*** Opening of The data ***
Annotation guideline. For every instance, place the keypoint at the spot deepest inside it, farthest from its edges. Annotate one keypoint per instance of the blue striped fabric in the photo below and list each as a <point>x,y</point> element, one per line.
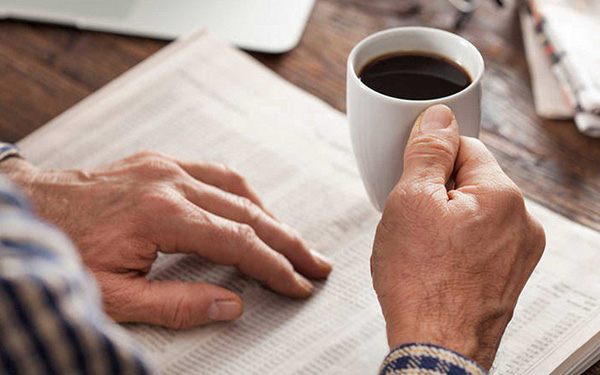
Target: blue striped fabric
<point>51,320</point>
<point>7,150</point>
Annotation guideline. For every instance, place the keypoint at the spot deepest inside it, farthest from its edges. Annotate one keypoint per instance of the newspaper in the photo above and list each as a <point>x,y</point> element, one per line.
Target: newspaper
<point>200,98</point>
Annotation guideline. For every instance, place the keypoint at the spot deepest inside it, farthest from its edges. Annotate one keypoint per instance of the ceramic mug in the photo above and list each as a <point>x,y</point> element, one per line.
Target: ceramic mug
<point>380,124</point>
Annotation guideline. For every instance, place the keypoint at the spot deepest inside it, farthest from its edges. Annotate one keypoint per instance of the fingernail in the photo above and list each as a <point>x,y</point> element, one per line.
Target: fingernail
<point>304,283</point>
<point>321,259</point>
<point>222,310</point>
<point>436,117</point>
*** Close of The data ***
Find the word "place" in the entries, and copy every line it shows up in.

# Response to this exercise
Annotation guideline. For every instance, place the keypoint at the spot deepest inside it, farthest from its edges. Annotate one keypoint per instance of the blue striped fabric in the photo below and list each as a <point>x,y</point> element, one per line.
Annotation guideline. For every instance, place the keypoint at the spot deepest inside it, farthest from its edges. Annotate one keypoint per instance of the newspaper in the photo above and list each as a <point>x,y</point> element, one per line.
Annotation guideline. For every instance, place the keypoint at the spot deepest inside it, farthest from its edges. Annotate one keypoint per instance of the ceramic mug in the photo above and list each as a <point>x,y</point> element, one per line.
Annotation guideline. For every instance, place the keypoint at the spot deepest inside it, farthest from its edges. Annotate one keypoint per instance of the fingernail in the photo above and list each as a <point>x,y</point> element, one per line.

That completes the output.